======== SOURCE MATERIAL ========

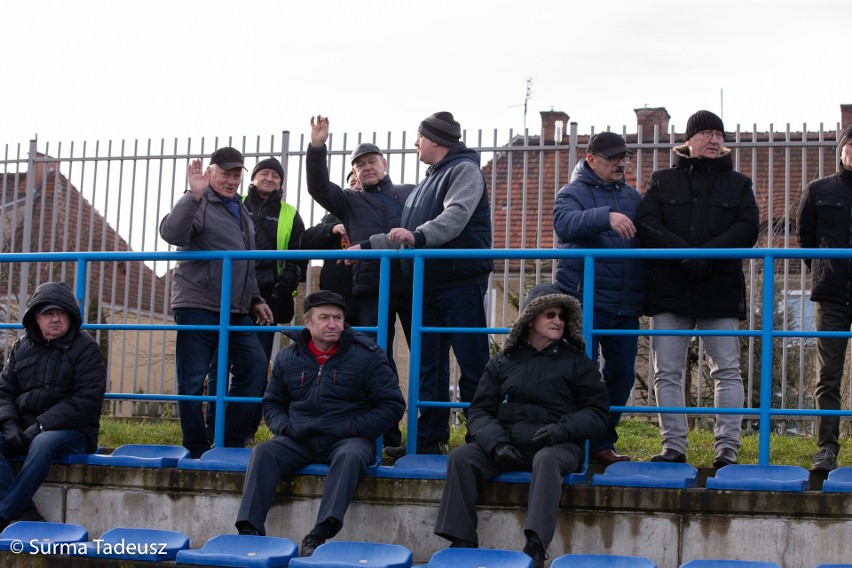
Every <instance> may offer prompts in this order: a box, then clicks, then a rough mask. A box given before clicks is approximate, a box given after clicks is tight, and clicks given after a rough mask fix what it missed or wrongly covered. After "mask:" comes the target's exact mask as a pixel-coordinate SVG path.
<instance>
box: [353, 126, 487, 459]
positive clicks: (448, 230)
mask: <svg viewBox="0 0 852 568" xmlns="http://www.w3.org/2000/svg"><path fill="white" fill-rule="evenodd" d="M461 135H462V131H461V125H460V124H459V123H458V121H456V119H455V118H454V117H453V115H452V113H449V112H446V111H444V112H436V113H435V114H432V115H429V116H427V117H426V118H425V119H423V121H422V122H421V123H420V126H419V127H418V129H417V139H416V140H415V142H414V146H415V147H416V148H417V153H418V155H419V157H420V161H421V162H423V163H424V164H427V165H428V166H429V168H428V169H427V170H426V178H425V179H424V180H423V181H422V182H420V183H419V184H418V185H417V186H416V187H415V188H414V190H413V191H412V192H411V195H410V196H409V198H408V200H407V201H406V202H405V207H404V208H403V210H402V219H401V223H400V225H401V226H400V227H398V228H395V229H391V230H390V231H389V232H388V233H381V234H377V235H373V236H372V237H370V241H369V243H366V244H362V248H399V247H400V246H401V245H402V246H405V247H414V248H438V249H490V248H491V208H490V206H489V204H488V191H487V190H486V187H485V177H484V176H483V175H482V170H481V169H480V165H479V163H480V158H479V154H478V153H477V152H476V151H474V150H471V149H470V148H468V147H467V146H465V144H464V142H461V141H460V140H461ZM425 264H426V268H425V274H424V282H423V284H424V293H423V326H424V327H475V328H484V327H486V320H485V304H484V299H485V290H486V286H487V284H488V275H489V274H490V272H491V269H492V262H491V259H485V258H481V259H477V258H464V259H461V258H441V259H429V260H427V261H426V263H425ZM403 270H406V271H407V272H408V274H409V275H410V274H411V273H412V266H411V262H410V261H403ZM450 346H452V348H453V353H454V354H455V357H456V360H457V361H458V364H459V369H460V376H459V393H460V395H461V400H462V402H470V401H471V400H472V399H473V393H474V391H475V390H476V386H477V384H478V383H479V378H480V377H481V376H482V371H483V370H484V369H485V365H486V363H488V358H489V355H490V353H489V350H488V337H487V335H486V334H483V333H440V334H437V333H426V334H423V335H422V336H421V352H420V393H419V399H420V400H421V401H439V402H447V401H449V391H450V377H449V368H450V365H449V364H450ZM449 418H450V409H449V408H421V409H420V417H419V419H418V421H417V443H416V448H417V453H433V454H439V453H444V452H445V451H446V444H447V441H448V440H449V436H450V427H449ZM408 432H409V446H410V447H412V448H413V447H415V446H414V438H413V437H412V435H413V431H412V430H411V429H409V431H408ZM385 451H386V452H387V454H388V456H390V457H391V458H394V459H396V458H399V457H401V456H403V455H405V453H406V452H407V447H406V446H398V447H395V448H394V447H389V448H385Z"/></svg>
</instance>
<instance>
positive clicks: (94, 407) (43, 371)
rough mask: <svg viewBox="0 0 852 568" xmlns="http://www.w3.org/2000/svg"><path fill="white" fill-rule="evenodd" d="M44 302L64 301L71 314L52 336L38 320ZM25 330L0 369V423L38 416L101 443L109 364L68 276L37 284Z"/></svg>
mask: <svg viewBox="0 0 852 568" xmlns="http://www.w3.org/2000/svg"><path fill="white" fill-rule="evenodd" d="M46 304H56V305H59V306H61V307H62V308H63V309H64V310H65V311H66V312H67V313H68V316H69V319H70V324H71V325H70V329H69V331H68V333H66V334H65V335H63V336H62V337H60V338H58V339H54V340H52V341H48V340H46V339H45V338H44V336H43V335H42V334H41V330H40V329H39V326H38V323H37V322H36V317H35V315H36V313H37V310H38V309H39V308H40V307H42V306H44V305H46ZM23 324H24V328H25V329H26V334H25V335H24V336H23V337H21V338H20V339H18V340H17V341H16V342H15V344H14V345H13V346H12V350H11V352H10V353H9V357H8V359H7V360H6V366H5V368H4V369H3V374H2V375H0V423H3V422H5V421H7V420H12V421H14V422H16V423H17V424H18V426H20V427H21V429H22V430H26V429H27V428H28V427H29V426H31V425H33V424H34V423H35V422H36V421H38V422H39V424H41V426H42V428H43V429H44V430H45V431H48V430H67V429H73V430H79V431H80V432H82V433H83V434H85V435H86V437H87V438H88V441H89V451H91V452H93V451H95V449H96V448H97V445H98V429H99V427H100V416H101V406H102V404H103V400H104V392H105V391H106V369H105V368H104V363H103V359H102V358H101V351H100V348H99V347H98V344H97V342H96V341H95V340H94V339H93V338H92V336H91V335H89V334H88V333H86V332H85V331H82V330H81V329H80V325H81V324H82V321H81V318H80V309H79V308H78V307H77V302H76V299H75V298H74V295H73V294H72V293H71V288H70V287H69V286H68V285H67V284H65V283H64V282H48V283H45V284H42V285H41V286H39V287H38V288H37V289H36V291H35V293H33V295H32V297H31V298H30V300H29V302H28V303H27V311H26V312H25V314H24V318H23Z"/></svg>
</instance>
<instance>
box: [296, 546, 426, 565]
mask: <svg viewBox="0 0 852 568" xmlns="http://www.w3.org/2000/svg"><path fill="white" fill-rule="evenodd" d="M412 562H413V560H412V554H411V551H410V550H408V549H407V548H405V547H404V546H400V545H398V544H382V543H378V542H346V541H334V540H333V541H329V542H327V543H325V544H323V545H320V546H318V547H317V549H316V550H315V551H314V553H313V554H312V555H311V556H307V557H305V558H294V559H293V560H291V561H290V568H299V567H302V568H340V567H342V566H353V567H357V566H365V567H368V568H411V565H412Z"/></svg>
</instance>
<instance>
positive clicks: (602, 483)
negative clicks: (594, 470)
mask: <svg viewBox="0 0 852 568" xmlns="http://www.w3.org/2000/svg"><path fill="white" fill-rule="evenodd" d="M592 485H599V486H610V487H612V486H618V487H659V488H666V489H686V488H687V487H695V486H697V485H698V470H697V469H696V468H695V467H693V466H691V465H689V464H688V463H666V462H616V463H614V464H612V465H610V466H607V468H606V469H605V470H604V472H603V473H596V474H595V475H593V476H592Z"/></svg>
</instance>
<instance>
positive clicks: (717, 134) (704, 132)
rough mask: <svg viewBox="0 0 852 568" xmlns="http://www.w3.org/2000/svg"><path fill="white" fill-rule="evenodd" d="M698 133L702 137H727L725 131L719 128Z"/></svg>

========

◆ THE PROBLEM: Find every line in the items that contains the word "positive", and copy each of those lines in full. Case counts.

◆ SOLUTION BELOW:
positive clicks: (448, 230)
positive clicks: (94, 407) (43, 371)
positive clicks: (602, 483)
positive clicks: (717, 134) (704, 132)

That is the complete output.